**Prompt 1**
Decide whether each statement (a), (b), (c) agrees with the customer-service thread below, answering yes or no and quoting the deciding words exactly: (a) The writer dropped one car make from consideration because its infotainment could not be hacked on. (b) The dealership's general manager phoned the writer personally. (c) The writer expects the manufacturer with the closed infotainment system to change.
**Prompt 2**
Please write the next part of the customer-service thread below, picking up right after its final sentence.

**Extract**
----------------------------------------
Take your Hertz example; not knowing the extent of the problem, you waited around until you got a car - and Hertz got paid. Had they told you that no vehicle would be available until 2AM, you would have taken a taxi and Hertz would have been out a rental.
Of course, long-term these attitudes can cost a company customers, who will look to their competitors rather than use a company with such poor service. But that'
As transparent as their customers demand (Score:5, Interesting)
The companies understand one thing: profit.
It depends on the volume of business and a variety of factors. For example, I was recently considering the purchase of a new automobile. There was one make which I ended up removing from consideration because their infotainment was not open for me to hack on. I felt like this was important and so I told the salesman why it was important to me and that this single factor resulted in my no longer considering any models from this manufacturer.
In another instance, a specific dealership had two different sales people contact me by phone, essentially competing with each other. I didn't like that so I didn't bother calling back either one. Several days later I received a form inquiry from the general manager (certainly an automated message). I took the time to respond, explaining that I wouldn't be doing business with them because of the poor coordination of their salesmen's activities. If I already talked with one and explained what I needed in a vehicle, why was another going to call me and try to make me go through all that again?
Granted, these are different examples, but I make this small effort in the hopes that it will either improve the situation for the person who comes along after me or for myself the next time. Of course, the larger the organization, the less likely this is to have an effect. I expect that the GM of the dealership with two salesmen could possibly do something based on my feedback. I fully expect nothing to change from the manufacturer of the car with the closed infotainment system. However, if 10,000 customers all told different dealers the same thing or bothered to write to the manufacturer directly, then something might change.
Southwest and other airlines are by necessity very large companies. If you tell a booking agent something it is almost certain no manager will hear of it. But, if you contact the execs directly, perhaps if there is a VP of customer service or an ombudsman, contact that person and let them know that you value openness and that you are specifically avoiding giving them your business because of their lack of it. If they hear this from enough people, the will get the message: we are losing out on business because of our approach to blah blah blah.
----------------------------------------
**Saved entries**
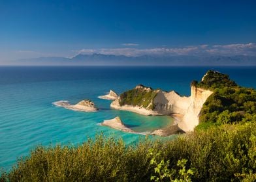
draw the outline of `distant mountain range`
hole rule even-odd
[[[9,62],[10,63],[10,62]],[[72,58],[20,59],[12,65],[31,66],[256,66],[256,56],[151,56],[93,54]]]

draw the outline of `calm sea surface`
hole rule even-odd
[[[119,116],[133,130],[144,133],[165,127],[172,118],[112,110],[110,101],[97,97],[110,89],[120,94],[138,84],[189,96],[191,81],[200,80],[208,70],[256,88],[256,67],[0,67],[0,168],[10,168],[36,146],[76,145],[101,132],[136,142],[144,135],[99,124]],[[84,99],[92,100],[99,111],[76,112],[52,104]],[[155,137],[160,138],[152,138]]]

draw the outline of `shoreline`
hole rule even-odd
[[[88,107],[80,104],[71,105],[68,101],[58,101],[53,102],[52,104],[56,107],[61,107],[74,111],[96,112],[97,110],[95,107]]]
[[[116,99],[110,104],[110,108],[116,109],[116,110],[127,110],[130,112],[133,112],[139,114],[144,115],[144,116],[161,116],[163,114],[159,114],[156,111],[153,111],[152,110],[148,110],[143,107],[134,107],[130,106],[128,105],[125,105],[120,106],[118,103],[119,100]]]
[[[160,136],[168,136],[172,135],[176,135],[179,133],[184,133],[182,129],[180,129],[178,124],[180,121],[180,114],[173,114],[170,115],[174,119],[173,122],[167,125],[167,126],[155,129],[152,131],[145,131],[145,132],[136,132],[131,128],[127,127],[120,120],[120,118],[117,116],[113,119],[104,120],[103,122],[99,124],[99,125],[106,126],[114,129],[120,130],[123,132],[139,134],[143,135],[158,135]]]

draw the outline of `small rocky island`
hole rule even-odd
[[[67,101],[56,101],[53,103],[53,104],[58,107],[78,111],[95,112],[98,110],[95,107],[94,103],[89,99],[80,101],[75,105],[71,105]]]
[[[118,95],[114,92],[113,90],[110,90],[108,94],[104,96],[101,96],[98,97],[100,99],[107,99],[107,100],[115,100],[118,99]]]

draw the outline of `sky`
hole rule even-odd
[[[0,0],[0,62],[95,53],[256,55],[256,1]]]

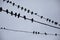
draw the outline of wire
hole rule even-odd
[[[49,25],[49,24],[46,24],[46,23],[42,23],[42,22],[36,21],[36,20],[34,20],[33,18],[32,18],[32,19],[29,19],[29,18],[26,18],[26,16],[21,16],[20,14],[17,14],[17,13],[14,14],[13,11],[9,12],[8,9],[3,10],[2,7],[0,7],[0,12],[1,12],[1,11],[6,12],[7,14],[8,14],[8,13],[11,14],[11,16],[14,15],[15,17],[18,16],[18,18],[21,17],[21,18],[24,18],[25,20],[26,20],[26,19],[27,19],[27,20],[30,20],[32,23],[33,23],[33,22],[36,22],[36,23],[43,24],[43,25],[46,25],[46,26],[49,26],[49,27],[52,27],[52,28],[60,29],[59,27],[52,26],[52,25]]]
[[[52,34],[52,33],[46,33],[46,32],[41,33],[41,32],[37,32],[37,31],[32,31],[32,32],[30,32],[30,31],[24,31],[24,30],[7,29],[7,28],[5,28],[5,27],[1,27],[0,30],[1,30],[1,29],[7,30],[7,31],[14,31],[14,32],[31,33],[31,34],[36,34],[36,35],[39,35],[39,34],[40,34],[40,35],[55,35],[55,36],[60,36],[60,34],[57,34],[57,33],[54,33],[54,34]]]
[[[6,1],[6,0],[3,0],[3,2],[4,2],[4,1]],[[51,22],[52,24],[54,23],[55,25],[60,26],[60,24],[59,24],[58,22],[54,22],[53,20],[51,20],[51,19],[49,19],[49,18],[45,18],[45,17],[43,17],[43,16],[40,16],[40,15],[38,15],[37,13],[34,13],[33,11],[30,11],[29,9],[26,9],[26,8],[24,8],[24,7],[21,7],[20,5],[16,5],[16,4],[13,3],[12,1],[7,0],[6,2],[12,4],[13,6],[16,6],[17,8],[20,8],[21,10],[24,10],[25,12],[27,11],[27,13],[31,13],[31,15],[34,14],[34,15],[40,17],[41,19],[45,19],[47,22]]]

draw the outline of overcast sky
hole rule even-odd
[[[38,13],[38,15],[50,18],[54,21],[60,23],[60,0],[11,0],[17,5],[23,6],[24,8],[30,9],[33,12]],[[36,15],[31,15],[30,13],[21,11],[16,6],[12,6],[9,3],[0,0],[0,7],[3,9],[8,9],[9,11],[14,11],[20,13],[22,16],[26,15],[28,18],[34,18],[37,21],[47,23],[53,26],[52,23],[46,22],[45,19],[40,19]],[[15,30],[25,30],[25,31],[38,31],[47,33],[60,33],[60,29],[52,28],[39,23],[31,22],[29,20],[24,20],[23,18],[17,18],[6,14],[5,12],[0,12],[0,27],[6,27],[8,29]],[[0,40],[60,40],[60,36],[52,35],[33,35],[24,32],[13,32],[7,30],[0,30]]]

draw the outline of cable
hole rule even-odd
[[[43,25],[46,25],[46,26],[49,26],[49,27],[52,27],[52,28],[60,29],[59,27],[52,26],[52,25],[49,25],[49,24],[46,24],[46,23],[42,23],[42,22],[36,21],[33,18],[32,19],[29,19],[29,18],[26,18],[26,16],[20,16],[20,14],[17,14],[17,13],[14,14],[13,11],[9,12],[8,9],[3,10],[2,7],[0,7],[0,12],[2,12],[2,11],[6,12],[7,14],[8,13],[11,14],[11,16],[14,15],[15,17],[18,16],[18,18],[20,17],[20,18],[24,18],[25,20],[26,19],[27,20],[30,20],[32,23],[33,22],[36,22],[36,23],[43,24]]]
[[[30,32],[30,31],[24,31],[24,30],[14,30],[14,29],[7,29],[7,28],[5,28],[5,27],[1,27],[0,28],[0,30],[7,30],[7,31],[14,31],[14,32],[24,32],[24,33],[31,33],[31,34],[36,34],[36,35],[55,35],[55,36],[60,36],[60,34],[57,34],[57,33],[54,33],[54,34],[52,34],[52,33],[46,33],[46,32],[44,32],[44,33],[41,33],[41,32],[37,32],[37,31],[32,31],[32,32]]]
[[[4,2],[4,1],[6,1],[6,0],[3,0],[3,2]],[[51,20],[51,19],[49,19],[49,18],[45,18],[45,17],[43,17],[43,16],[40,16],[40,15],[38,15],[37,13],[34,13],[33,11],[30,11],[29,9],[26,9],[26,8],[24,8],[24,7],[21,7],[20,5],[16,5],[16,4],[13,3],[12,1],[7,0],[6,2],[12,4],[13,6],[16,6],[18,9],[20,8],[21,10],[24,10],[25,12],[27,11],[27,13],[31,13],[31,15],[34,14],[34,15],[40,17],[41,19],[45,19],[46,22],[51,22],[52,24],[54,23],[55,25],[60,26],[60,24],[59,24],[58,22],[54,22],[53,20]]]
----------------------------------------
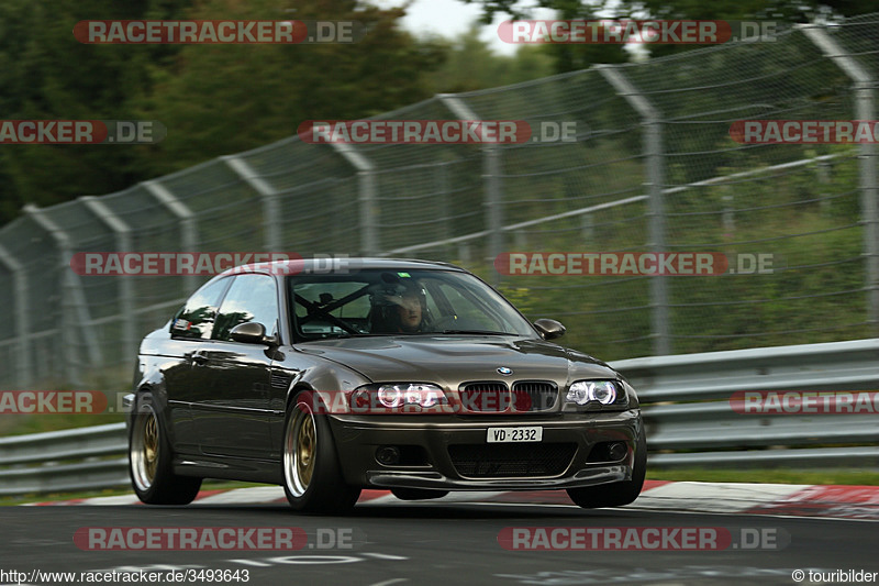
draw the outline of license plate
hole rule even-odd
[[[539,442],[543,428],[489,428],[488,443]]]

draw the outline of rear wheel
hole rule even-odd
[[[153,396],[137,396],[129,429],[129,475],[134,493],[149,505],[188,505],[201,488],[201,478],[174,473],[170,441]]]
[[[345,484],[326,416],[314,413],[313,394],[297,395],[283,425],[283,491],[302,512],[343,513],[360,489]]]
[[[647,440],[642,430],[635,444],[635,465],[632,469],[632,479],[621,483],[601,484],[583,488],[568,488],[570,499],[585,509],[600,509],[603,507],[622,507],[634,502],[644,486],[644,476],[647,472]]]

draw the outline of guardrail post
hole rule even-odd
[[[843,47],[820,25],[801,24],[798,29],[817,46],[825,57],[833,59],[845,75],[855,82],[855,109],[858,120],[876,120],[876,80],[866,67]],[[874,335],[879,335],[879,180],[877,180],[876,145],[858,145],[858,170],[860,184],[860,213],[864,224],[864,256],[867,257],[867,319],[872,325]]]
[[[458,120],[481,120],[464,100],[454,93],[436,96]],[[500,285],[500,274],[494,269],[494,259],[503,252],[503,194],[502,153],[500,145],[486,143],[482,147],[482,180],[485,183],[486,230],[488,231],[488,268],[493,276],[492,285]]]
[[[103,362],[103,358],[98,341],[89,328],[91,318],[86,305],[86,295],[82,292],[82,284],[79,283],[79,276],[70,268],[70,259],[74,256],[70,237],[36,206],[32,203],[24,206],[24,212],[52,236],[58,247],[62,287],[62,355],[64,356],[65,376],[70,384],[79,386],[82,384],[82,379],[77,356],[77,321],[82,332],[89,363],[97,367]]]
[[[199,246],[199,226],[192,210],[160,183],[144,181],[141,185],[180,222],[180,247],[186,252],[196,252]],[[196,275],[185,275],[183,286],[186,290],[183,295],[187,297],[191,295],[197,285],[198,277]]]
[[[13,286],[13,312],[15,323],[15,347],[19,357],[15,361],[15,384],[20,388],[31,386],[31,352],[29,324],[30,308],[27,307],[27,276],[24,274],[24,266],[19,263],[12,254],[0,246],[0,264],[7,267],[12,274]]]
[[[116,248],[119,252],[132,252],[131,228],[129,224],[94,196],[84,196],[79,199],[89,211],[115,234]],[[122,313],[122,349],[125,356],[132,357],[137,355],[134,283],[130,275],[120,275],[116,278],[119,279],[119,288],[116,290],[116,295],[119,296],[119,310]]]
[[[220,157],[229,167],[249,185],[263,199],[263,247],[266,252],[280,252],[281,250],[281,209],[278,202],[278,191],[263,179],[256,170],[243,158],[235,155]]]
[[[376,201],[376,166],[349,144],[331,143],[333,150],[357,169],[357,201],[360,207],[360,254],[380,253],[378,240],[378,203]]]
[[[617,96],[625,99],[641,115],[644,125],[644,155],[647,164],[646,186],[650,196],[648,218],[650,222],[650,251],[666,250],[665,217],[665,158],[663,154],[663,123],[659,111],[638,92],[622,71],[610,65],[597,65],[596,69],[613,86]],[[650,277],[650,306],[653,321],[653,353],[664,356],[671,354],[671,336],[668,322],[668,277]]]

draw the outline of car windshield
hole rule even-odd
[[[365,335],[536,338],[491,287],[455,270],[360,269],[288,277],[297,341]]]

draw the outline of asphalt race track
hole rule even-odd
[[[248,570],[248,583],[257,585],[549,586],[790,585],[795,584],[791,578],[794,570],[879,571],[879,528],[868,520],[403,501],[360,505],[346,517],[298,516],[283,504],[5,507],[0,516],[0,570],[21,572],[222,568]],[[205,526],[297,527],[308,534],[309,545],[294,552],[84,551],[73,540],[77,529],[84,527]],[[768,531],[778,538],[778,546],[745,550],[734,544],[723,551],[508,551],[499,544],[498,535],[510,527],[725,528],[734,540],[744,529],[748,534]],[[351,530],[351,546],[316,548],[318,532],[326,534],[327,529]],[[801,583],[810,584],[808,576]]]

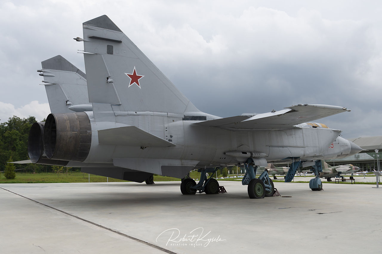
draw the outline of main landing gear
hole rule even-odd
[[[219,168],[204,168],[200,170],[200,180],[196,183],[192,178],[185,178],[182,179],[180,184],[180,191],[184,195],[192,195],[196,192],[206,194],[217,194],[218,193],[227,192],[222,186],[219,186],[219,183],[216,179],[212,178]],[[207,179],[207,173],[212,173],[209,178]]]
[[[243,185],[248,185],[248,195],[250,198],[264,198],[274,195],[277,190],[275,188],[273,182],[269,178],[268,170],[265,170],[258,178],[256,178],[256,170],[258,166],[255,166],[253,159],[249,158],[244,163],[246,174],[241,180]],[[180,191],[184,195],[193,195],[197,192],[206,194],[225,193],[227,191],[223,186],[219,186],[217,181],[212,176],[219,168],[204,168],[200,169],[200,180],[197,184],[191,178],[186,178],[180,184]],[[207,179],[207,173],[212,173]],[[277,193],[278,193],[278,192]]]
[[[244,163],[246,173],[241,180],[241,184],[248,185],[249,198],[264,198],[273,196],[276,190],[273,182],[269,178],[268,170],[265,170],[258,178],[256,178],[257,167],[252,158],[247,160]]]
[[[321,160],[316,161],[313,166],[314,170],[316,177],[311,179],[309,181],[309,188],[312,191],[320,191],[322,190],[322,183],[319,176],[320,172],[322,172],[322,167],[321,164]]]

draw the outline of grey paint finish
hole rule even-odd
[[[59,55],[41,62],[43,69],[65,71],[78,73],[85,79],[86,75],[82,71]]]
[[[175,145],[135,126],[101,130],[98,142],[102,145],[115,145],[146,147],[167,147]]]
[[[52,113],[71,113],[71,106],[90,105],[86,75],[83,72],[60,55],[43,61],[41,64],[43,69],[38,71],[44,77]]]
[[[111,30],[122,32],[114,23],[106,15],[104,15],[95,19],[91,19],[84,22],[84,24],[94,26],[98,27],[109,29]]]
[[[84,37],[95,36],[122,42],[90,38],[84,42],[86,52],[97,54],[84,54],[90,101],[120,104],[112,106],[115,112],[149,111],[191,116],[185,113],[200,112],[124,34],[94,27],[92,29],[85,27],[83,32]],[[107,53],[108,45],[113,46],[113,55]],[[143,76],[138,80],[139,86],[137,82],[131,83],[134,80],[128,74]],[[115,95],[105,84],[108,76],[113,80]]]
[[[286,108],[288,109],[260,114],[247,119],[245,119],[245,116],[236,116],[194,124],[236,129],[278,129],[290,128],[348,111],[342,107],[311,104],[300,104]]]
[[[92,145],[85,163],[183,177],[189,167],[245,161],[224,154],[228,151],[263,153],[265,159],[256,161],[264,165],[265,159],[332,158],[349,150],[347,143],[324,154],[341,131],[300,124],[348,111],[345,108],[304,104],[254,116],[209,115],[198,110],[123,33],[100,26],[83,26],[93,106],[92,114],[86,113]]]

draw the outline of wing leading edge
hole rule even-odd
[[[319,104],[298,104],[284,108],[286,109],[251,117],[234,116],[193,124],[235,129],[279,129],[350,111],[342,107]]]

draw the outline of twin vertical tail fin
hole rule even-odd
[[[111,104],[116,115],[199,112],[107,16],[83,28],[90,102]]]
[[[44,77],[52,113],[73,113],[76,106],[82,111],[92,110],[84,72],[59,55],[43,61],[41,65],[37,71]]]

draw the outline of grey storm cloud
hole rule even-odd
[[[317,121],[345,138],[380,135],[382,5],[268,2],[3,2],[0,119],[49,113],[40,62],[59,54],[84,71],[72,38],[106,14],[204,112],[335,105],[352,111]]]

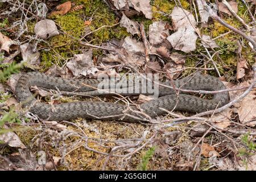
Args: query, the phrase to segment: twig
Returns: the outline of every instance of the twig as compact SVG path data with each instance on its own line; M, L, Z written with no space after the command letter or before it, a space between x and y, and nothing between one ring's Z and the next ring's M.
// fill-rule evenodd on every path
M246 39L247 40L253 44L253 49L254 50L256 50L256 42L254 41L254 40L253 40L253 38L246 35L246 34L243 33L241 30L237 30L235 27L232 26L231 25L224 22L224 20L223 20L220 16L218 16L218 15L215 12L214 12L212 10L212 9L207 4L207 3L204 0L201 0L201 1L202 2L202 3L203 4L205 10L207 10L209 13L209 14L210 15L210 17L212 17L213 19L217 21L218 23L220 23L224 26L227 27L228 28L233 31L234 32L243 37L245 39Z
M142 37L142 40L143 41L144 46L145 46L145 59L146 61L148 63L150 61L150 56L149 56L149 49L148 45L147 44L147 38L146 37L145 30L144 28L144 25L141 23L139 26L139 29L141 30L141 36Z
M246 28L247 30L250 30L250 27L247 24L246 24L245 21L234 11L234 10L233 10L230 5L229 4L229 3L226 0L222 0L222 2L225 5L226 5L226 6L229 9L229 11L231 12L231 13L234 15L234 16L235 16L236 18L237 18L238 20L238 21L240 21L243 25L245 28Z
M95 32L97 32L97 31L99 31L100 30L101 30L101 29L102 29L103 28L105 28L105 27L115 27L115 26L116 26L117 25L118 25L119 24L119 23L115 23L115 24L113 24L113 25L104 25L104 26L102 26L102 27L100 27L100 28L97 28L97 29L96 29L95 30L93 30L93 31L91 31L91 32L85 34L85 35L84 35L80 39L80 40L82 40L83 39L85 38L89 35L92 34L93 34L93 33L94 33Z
----------------------------------------
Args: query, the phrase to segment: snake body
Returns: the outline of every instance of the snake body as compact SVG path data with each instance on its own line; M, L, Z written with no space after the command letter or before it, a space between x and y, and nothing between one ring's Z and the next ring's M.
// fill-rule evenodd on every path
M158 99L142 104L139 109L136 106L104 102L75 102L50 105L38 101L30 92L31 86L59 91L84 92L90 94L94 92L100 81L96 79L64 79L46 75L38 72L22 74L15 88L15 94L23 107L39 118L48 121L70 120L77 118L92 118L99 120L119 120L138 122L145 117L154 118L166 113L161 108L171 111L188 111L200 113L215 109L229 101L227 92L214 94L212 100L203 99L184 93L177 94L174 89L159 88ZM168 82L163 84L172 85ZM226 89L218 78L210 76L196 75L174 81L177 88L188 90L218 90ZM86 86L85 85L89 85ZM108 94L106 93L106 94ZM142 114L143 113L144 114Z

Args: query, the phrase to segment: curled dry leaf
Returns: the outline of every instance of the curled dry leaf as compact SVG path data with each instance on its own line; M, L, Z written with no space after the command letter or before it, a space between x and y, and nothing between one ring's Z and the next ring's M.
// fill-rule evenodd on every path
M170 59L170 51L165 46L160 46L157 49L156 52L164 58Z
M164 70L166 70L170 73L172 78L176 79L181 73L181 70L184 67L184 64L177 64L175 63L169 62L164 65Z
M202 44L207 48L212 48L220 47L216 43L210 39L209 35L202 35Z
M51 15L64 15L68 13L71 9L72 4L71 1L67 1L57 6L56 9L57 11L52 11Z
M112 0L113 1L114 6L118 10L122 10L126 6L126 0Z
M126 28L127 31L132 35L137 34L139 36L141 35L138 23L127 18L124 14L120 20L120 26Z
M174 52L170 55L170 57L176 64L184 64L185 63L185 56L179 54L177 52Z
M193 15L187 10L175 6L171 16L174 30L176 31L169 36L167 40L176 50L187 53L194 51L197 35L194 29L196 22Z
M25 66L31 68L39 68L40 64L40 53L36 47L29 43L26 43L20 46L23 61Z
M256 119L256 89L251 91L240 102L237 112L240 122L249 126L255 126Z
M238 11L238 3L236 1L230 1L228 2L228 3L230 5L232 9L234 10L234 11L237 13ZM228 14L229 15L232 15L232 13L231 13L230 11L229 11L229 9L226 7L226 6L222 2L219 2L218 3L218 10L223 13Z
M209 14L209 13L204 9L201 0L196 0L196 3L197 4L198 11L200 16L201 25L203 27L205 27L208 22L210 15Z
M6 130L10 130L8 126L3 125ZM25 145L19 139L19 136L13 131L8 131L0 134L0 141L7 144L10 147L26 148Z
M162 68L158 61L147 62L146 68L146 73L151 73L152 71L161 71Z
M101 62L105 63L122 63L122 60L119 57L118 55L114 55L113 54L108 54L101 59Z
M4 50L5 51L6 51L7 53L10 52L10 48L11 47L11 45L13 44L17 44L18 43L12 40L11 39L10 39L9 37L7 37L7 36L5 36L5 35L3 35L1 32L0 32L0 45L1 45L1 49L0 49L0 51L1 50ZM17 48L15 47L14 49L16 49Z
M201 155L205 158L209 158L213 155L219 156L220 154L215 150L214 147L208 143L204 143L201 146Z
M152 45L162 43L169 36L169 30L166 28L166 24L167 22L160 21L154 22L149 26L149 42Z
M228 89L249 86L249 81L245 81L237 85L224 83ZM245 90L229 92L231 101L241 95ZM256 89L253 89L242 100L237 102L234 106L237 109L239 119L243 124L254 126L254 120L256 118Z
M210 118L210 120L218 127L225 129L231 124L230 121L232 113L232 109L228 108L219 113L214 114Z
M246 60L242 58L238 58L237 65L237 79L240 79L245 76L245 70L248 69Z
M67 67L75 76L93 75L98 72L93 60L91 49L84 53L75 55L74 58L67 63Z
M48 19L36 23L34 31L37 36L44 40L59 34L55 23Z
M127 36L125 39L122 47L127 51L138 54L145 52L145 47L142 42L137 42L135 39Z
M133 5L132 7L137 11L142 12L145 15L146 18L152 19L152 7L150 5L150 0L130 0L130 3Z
----------------------------------------
**Exercise answer 1**
(a) Yes: "There was one make which I ended up removing from consideration because their infotainment was not open for me to hack on."
(b) No: "I received a form inquiry from the general manager (certainly an automated message)."
(c) No: "I fully expect nothing to change from the manufacturer of the car with the closed infotainment system."

**Exercise answer 2**
So, bottom line: companies should be as transparent as their customers demand. If you, the customer, don't demand then they won't know and won't make any change.
Too glib (Score:5, Insightful)
The companies understand one thing: profit.
That's not true. Companies and the people that run them understand more than just profit. I defy you to find a single person in a company who cannot comprehend something other than profit. To claim that profit is all they can understand is absurdly untrue. But there is a nugget of truth in what you say. What is true is that companies and some (not all) of those who run them have a strong tendency to focus on profits excessively, particularly short term profits. They do this to the detriment of all else including the long term health of the company sometimes. It's too glib to say that companies only understand profit but it is fair to say that companies tend to focus on it too hard at times and make bad decisions as a result.
A well managed company has to consider things like the health of their community, the well being of their suppliers, the trust of their customers, etc. All these things sooner or later will impact profits so if company focuses excessively on near term profits then in the long term they will likely be worse off and so will all those who depend on the company - customers, suppliers, community, shareholders and employees.
Definitions (Score:2)
Actually, that is the definition of a company.
No it is not. The definition of a company is "an 'artificial person', invisible, intangible, created by or under law, with a discrete legal personality, perpetual succession and a common seal. It is not affected by the death, insanity or insolvency of an individual member."
A company is a term that refers to a variety of types of organizations [wikipedia.org]. Some types of companies are explicitly not concerned with profits at all. Perhaps you've heard of non-profit companies [wikipedia.org]? Those are a thing you know.
From the linked
Re: (Score:3)
Investors.
Also the implied definition of profit it very limited. There are other kinds of profit than 'make as much money as possible.' But the investors are always taking on some of the risk and responsibility for a profit.
Large investors like Venture Capitalists or Mutual Funds may only be interested in how to generate money since they don't really have any other value they can derive from a random busi
Re: (Score:1)
Re: (Score:2)
Not necessarily. You *can* influence a large organization *if* they think they can make money off your idea. For example, I was at the NYC Auto Show with my GF -- and we were sitting in one of those giant Fiat-500 looking half-SUV things. And it had a glass roof which we liked.
But my GF complained that the vehicle was too tall, making it difficult for her to get snow off the roof (she prefers station wagons to SUVs, and very few manufacturers make wagons anymore).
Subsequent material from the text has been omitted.